SOURCE PASSAGE:
►

In regards to the comments about saving space with pickle, it's actually in practice not true. Pickle will use less space than rencode with the same data, but zlib is able to compress the rencode dump more than the pickle dump, so in practice, rencode+zlib uses less space on the wire ;-)
rencode
I tried the Cython version of rencode but it fails as well. I found out that the decoding issue is caused by a "bad" character in the tracker_status field, more precisely \xe5 which is the character å.
>>> import rencode, pickle >>> data = eval("['String with \xe5']") >>> dump = pickle.dumps(data) >>> pickle.loads(dump) ['String with \xe5'] >>> dump = rencode.dumps(data) >>> rencode.loads(dump) decode error: 'utf8' codec can't decode byte 0xe5 in position 12: unexpected end of data input: String with ... ... TypeError: decoder must return a tuple (object,integer)
Updated version of the patch using rencode (It's also simplified a bit):
comment:4 by , 13 years ago
Great analysis work.
So it looks like we have two problems: an issue with the RPC messaging and an issue with rencode. It looks like you've solved the first one and your reasoning makes sense, so I'll work on getting this applied to master.
I've taken a look at the second problem involving rencode and I at least understand why it's happening, but I'm still not sure on how to go about fixing it. With rencode we expect all strings (byte strings) to be either utf8 or ascii encoded (ascii is a subset of utf8 which is why it works). If a unicode object is passed into rencode, it will first encode it into a utf8 bytestring. During a decode of a string, rencode will attempt to decode the string as utf8 so that it will return a unicode object.

◄

TO BE DONE:
(1) Reproduce the stretch of the rencode discussion from "I've taken a" through "a unicode object.".
(2) Continue the forum discussion about rencode and pickle, picking up after its final sentence.

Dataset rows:
►

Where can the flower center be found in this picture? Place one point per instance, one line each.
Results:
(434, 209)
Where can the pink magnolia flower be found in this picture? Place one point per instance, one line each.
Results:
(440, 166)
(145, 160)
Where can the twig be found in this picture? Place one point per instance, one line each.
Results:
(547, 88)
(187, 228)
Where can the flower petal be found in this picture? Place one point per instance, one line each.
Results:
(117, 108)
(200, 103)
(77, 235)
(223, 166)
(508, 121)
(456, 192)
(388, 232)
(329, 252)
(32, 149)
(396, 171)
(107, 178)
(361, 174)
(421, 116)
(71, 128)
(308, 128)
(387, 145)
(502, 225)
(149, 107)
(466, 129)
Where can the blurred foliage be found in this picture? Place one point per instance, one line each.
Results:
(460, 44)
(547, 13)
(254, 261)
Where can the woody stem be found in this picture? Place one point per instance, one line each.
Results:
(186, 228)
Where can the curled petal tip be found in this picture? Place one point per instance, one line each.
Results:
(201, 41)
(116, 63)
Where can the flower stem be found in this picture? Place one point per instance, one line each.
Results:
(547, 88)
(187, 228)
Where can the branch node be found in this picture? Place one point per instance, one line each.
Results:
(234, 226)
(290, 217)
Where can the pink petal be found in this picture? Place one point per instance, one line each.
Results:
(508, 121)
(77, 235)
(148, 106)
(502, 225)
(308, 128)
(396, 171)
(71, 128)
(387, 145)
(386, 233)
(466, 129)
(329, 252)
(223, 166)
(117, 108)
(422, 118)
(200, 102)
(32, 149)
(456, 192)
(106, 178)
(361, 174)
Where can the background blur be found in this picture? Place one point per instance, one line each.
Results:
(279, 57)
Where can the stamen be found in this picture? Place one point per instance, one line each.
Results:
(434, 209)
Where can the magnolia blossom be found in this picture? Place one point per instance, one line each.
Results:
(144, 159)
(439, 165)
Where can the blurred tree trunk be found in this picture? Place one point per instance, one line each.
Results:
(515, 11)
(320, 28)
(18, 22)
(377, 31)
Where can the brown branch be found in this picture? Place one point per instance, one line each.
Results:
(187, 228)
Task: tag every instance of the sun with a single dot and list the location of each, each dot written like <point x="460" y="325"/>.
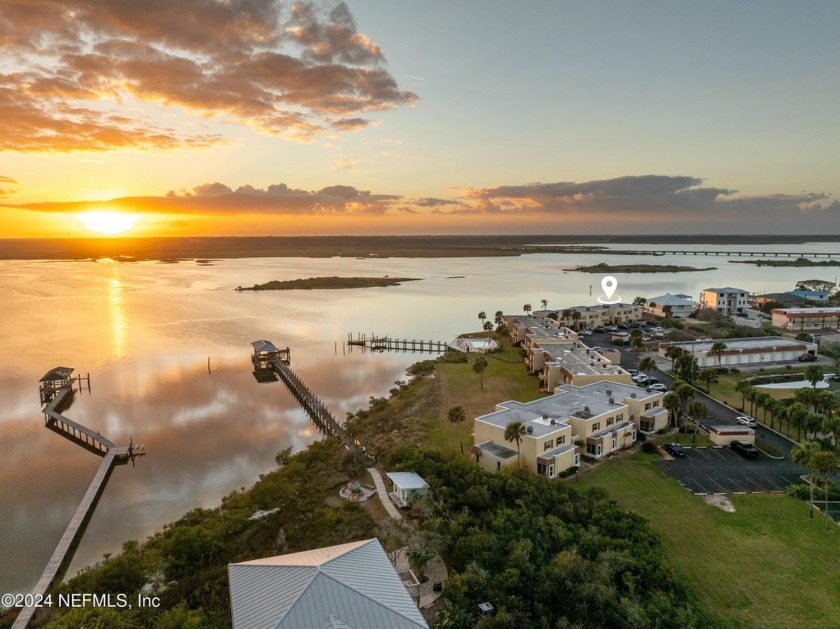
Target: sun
<point x="108" y="222"/>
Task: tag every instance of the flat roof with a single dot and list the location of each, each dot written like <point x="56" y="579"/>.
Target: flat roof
<point x="496" y="449"/>
<point x="815" y="312"/>
<point x="726" y="289"/>
<point x="567" y="400"/>
<point x="407" y="480"/>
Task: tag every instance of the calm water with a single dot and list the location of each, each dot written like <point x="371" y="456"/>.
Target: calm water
<point x="144" y="332"/>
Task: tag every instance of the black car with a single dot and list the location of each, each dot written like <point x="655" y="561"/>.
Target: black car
<point x="745" y="448"/>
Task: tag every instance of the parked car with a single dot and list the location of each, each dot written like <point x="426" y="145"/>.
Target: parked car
<point x="745" y="448"/>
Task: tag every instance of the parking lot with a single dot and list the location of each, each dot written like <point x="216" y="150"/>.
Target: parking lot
<point x="716" y="470"/>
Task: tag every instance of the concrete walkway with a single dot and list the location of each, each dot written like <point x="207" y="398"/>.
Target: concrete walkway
<point x="383" y="494"/>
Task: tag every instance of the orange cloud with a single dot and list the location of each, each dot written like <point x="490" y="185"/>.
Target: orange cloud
<point x="295" y="71"/>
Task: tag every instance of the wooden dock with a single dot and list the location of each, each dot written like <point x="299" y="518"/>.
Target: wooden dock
<point x="56" y="398"/>
<point x="309" y="402"/>
<point x="375" y="343"/>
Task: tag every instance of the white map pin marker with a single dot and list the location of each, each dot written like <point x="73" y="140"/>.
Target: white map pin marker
<point x="609" y="284"/>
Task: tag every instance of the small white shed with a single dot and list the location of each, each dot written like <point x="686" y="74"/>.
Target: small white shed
<point x="407" y="486"/>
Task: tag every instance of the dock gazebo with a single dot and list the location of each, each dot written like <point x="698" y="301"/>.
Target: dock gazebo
<point x="54" y="380"/>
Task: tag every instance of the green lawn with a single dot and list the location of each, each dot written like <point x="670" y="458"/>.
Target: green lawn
<point x="505" y="378"/>
<point x="765" y="565"/>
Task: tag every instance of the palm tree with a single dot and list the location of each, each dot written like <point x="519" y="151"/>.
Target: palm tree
<point x="717" y="350"/>
<point x="687" y="368"/>
<point x="752" y="394"/>
<point x="479" y="366"/>
<point x="804" y="455"/>
<point x="742" y="386"/>
<point x="673" y="353"/>
<point x="709" y="377"/>
<point x="458" y="416"/>
<point x="797" y="412"/>
<point x="567" y="315"/>
<point x="825" y="462"/>
<point x="684" y="391"/>
<point x="647" y="364"/>
<point x="814" y="374"/>
<point x="697" y="411"/>
<point x="672" y="402"/>
<point x="514" y="432"/>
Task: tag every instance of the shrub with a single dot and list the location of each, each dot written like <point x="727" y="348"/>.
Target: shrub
<point x="649" y="447"/>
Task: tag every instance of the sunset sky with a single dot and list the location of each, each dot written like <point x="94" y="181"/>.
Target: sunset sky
<point x="259" y="117"/>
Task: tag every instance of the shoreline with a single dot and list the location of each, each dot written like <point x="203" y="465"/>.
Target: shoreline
<point x="226" y="247"/>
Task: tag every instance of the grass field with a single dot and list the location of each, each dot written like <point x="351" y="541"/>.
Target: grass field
<point x="505" y="378"/>
<point x="765" y="565"/>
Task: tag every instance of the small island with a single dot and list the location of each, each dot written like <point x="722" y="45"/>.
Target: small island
<point x="638" y="268"/>
<point x="795" y="263"/>
<point x="313" y="283"/>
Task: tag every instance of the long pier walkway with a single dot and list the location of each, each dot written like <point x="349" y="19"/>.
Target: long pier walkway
<point x="96" y="443"/>
<point x="267" y="356"/>
<point x="387" y="344"/>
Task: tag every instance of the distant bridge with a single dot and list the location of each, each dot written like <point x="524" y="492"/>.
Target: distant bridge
<point x="692" y="252"/>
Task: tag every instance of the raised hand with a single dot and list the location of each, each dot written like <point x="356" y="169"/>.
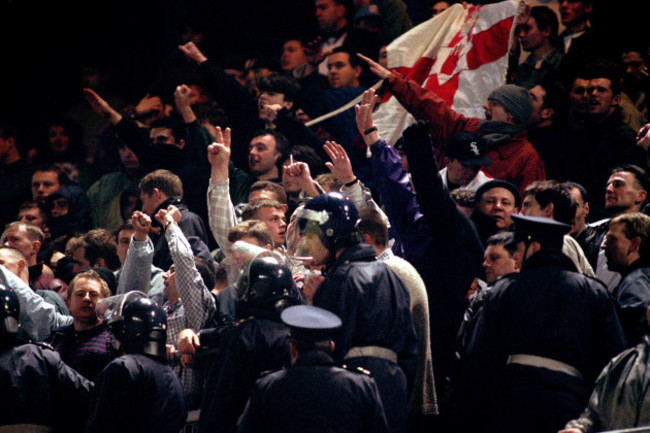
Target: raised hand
<point x="192" y="52"/>
<point x="142" y="225"/>
<point x="375" y="67"/>
<point x="219" y="154"/>
<point x="341" y="167"/>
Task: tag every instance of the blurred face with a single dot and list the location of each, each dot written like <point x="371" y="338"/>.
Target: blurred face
<point x="340" y="71"/>
<point x="539" y="113"/>
<point x="634" y="65"/>
<point x="270" y="98"/>
<point x="60" y="207"/>
<point x="8" y="260"/>
<point x="497" y="263"/>
<point x="531" y="207"/>
<point x="262" y="155"/>
<point x="531" y="36"/>
<point x="573" y="12"/>
<point x="439" y="7"/>
<point x="460" y="174"/>
<point x="293" y="55"/>
<point x="495" y="112"/>
<point x="162" y="135"/>
<point x="149" y="203"/>
<point x="44" y="183"/>
<point x="123" y="242"/>
<point x="33" y="216"/>
<point x="83" y="300"/>
<point x="582" y="211"/>
<point x="329" y="15"/>
<point x="289" y="185"/>
<point x="58" y="138"/>
<point x="275" y="220"/>
<point x="618" y="248"/>
<point x="79" y="260"/>
<point x="169" y="283"/>
<point x="498" y="203"/>
<point x="16" y="237"/>
<point x="622" y="193"/>
<point x="128" y="158"/>
<point x="601" y="98"/>
<point x="578" y="100"/>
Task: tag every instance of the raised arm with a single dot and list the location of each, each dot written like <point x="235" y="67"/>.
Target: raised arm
<point x="136" y="272"/>
<point x="198" y="302"/>
<point x="221" y="212"/>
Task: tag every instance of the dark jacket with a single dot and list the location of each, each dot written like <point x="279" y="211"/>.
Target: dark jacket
<point x="633" y="296"/>
<point x="374" y="305"/>
<point x="247" y="349"/>
<point x="547" y="310"/>
<point x="38" y="388"/>
<point x="137" y="393"/>
<point x="191" y="224"/>
<point x="314" y="395"/>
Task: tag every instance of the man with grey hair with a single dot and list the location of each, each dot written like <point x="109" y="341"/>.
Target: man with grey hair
<point x="507" y="113"/>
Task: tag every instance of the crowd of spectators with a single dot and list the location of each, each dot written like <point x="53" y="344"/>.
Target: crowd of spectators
<point x="147" y="174"/>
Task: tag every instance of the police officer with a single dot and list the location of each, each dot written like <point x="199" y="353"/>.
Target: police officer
<point x="541" y="338"/>
<point x="258" y="342"/>
<point x="377" y="333"/>
<point x="314" y="391"/>
<point x="38" y="390"/>
<point x="138" y="391"/>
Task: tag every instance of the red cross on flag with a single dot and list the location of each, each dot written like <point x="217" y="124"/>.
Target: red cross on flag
<point x="460" y="54"/>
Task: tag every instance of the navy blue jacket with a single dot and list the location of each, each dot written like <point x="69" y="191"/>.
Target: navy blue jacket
<point x="317" y="396"/>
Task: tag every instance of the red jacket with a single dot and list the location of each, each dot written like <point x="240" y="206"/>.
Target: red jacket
<point x="515" y="161"/>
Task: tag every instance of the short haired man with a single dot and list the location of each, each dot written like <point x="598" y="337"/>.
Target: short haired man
<point x="332" y="18"/>
<point x="46" y="179"/>
<point x="499" y="260"/>
<point x="15" y="174"/>
<point x="627" y="249"/>
<point x="158" y="190"/>
<point x="123" y="237"/>
<point x="507" y="114"/>
<point x="374" y="230"/>
<point x="97" y="249"/>
<point x="28" y="239"/>
<point x="603" y="141"/>
<point x="626" y="192"/>
<point x="86" y="345"/>
<point x="271" y="213"/>
<point x="329" y="234"/>
<point x="550" y="199"/>
<point x="512" y="332"/>
<point x="343" y="400"/>
<point x="538" y="36"/>
<point x="496" y="200"/>
<point x="465" y="153"/>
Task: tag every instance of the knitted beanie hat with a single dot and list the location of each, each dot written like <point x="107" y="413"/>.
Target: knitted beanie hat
<point x="516" y="101"/>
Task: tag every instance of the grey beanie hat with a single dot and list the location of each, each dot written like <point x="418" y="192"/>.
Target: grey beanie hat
<point x="516" y="101"/>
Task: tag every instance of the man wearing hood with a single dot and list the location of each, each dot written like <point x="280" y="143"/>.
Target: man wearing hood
<point x="158" y="190"/>
<point x="507" y="113"/>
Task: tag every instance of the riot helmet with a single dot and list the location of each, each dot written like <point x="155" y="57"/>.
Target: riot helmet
<point x="137" y="322"/>
<point x="330" y="218"/>
<point x="9" y="312"/>
<point x="266" y="283"/>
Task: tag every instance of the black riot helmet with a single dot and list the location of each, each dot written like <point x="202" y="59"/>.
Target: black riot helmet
<point x="139" y="324"/>
<point x="9" y="312"/>
<point x="331" y="217"/>
<point x="266" y="283"/>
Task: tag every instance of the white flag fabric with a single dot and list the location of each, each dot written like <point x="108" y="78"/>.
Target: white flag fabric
<point x="460" y="54"/>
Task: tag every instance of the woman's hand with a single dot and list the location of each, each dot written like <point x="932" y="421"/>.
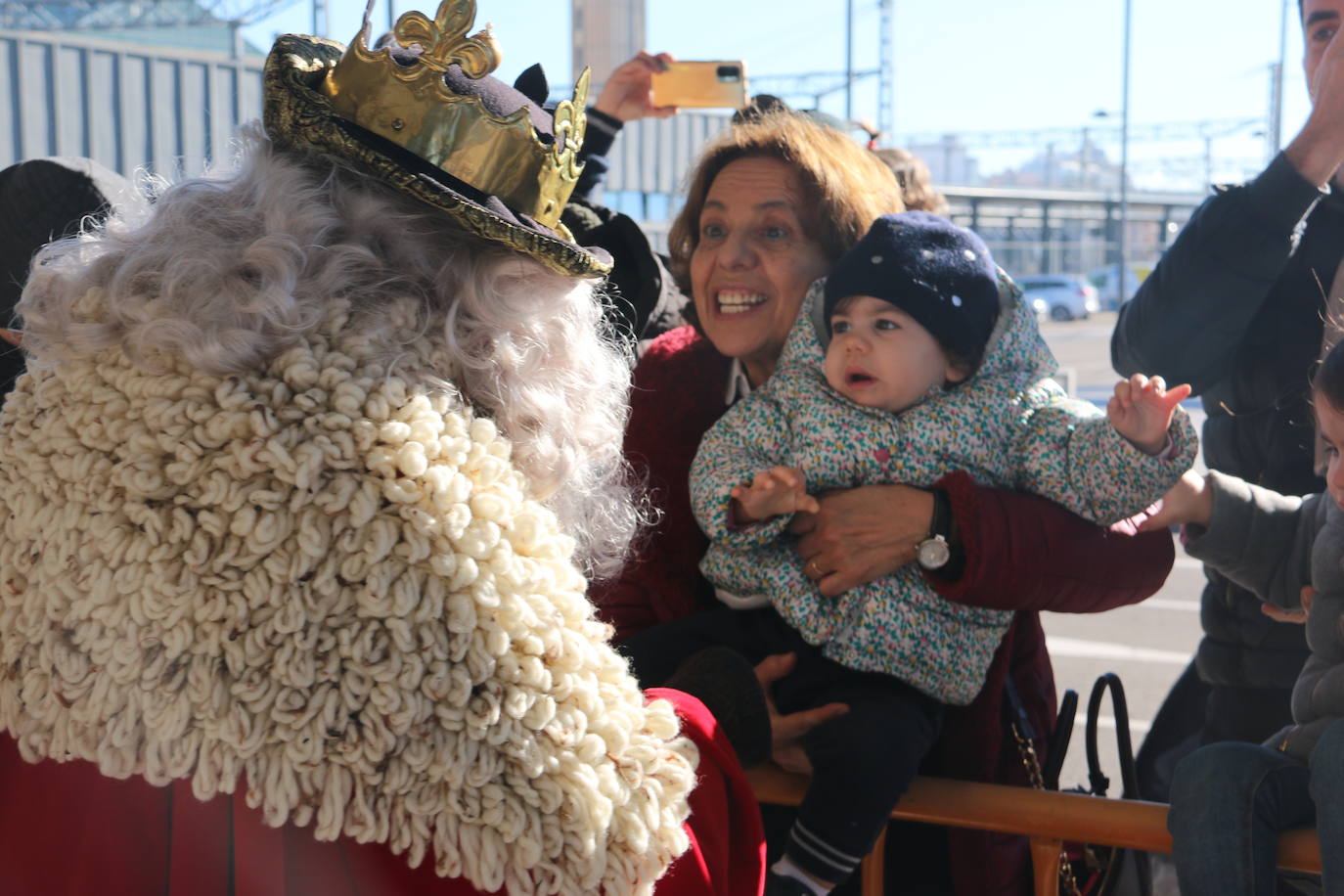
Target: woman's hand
<point x="628" y="93"/>
<point x="786" y="733"/>
<point x="1191" y="500"/>
<point x="861" y="535"/>
<point x="1297" y="617"/>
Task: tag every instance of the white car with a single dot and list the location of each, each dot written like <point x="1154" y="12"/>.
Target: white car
<point x="1106" y="280"/>
<point x="1064" y="297"/>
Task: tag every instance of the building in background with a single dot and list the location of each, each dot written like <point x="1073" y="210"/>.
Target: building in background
<point x="605" y="34"/>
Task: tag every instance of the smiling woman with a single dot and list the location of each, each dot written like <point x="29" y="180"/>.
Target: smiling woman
<point x="770" y="207"/>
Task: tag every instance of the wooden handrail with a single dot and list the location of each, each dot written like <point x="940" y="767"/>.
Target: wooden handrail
<point x="1043" y="816"/>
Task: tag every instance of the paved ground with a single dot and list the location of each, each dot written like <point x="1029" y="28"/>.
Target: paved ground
<point x="1148" y="644"/>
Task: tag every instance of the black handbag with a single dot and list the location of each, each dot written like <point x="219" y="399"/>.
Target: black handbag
<point x="1093" y="870"/>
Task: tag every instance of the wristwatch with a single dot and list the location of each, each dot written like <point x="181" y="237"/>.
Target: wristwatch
<point x="934" y="551"/>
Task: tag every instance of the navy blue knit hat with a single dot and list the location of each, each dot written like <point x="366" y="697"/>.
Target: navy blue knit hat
<point x="940" y="274"/>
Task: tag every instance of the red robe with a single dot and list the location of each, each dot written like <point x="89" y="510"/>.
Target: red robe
<point x="67" y="830"/>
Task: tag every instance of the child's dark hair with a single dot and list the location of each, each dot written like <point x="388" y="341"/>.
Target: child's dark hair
<point x="1328" y="381"/>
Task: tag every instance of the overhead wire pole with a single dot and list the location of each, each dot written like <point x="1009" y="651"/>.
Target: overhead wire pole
<point x="1124" y="156"/>
<point x="1276" y="109"/>
<point x="848" y="61"/>
<point x="887" y="66"/>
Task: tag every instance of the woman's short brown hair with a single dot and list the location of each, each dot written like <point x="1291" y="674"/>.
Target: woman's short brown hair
<point x="845" y="188"/>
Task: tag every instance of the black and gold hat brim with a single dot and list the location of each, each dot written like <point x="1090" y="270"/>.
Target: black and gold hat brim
<point x="298" y="115"/>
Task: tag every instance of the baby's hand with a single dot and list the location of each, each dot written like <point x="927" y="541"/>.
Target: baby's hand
<point x="1142" y="410"/>
<point x="773" y="492"/>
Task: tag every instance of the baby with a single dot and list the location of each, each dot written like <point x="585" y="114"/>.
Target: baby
<point x="930" y="366"/>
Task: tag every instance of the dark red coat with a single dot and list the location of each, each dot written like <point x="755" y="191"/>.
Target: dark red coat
<point x="67" y="830"/>
<point x="1023" y="553"/>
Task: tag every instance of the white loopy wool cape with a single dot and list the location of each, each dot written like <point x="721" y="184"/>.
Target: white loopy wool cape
<point x="328" y="583"/>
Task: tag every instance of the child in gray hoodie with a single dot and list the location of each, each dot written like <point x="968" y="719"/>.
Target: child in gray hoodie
<point x="1232" y="799"/>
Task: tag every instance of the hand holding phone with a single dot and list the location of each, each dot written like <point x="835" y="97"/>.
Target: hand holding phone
<point x="628" y="93"/>
<point x="714" y="83"/>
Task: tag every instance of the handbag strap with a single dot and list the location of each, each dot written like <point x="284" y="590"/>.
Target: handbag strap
<point x="1056" y="745"/>
<point x="1128" y="776"/>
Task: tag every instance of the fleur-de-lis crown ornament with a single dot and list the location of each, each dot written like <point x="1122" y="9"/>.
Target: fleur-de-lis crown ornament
<point x="424" y="114"/>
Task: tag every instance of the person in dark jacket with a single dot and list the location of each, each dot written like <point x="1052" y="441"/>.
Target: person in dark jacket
<point x="1235" y="310"/>
<point x="43" y="199"/>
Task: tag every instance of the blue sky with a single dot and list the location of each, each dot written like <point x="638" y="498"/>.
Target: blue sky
<point x="976" y="65"/>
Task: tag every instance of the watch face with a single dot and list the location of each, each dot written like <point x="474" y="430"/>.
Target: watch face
<point x="933" y="554"/>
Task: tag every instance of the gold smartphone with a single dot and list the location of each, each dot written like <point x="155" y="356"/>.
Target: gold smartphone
<point x="717" y="83"/>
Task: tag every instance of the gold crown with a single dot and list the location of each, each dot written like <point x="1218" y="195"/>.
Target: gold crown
<point x="414" y="108"/>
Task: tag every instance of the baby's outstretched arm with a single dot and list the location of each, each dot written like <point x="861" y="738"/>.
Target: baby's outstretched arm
<point x="1142" y="410"/>
<point x="775" y="492"/>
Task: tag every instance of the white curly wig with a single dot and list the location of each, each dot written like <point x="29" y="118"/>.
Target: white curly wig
<point x="232" y="269"/>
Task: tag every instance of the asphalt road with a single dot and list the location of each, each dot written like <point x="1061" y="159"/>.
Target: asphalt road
<point x="1148" y="644"/>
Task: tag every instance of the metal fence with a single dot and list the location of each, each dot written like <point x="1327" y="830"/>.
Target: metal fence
<point x="172" y="112"/>
<point x="125" y="107"/>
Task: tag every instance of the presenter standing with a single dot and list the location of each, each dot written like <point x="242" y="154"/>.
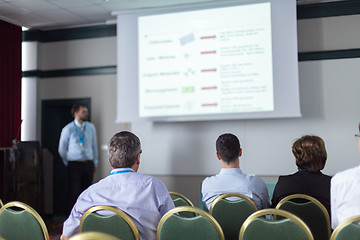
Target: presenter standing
<point x="79" y="152"/>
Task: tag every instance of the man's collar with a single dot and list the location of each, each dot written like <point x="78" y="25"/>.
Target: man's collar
<point x="78" y="123"/>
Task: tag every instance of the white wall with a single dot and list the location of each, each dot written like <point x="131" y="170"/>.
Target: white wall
<point x="328" y="91"/>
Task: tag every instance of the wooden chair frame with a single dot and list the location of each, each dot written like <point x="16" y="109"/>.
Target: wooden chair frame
<point x="93" y="236"/>
<point x="32" y="212"/>
<point x="232" y="194"/>
<point x="183" y="197"/>
<point x="314" y="200"/>
<point x="115" y="210"/>
<point x="275" y="212"/>
<point x="338" y="229"/>
<point x="196" y="210"/>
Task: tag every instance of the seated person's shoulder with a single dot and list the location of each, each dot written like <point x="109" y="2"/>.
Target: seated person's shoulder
<point x="346" y="174"/>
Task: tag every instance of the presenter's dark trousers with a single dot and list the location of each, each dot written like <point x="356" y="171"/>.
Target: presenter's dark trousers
<point x="80" y="177"/>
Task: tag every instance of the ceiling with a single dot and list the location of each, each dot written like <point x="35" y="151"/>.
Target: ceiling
<point x="55" y="14"/>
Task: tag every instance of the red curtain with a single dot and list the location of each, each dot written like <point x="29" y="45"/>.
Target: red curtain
<point x="10" y="83"/>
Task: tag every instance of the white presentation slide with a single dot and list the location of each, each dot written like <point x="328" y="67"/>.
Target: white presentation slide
<point x="206" y="62"/>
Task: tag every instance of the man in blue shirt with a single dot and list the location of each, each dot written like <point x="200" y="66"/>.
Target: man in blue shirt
<point x="79" y="151"/>
<point x="144" y="198"/>
<point x="231" y="178"/>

◄

TASK-BY-TASK RESULTS:
(1)
I've taken a look at the second problem involving rencode and I at least understand why it's happening, but I'm still not sure on how to go about fixing it. With rencode we expect all strings (byte strings) to be either utf8 or ascii encoded (ascii is a subset of utf8 which is why it works). If a unicode object is passed into rencode, it will first encode it into a utf8 bytestring. During a decode of a string, rencode will attempt to decode the string as utf8 so that it will return a unicode object.

(2)
>>> data = u"\xe5" >>> print data å >>> rencode.dumps(data) '\x82\xc3\xa5' >>> rencode.loads(rencode.dumps(data)) u'\xe5'
>>> data = "foo" >>> rencode.dumps(data) '\x83foo' >>> rencode.loads(rencode.dumps(data)) u'foo'
When the string is passed in as a unicode object, rencode behaves as expected returning an unicode object when doing a loads().
The problem arises when you pass in an string that is neither ascii or utf8 encoded and then try to loads() from rencode.
>>> data = "\xe5" >>> rencode.dumps(data) '\x81\xe5' >>> rencode.loads(rencode.dumps(data)) Traceback (most recent call last): File "<stdin>", line 1, in <module> File "rencode.pyx", line 498, in rencode._rencode.loads (rencode/rencode.c:5439) File "rencode.pyx", line 466, in rencode._rencode.decode (rencode/rencode.c:5131) File "rencode.pyx", line 386, in rencode._rencode.decode_fixed_str (rencode/rencode.c:4159) File "/usr/lib/python2.7/encodings/utf_8.py", line 16, in decode return codecs.utf_8_decode(input, errors, True) UnicodeDecodeError: 'utf8' codec can't decode byte 0xe5 in position 0: unexpected end of data
The dumps() works just fine because rencode does nothing to bytestrings passed in as it expects these to be proper ascii or utf8 encoded strings, but when it comes to the loads() rencode will attempt to decode the bytestring as utf8 to produce a unicode object.
A couple options to fix this:
- Don't. Simply enforce the fact that we should be using proper utf8 strings and fix the source of these malformed strings.
- Allow the use of different encoded bytestrings by not attempting a utf8 decode during the loads(). This means that if you pass a unicode object into rencode.dumps(), you will not get a unicode object out on the subsequent loads() but rather a bytestring in an unknown encoding.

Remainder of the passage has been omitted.